▼

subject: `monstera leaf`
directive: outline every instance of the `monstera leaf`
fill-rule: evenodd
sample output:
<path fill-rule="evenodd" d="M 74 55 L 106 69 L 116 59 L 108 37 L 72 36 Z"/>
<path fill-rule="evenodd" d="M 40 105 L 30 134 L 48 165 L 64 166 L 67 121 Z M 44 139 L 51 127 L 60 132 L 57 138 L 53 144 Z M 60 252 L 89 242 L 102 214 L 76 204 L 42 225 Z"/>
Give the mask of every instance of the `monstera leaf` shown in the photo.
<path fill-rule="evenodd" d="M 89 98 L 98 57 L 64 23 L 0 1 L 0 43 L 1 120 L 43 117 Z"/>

▲

Exercise – Return every line of the listing above verbatim, without changes.

Written response –
subject: `monstera leaf`
directive: outline every instance of the `monstera leaf`
fill-rule: evenodd
sample output:
<path fill-rule="evenodd" d="M 74 55 L 106 69 L 116 59 L 108 37 L 72 36 Z"/>
<path fill-rule="evenodd" d="M 40 105 L 30 134 L 48 165 L 64 166 L 67 121 Z M 44 139 L 51 127 L 60 132 L 57 138 L 53 144 Z M 60 252 L 89 242 L 102 214 L 76 204 L 42 225 Z"/>
Give the mask of every instance of the `monstera leaf` shown in the photo.
<path fill-rule="evenodd" d="M 89 98 L 98 57 L 64 23 L 0 1 L 0 43 L 1 120 L 43 117 Z"/>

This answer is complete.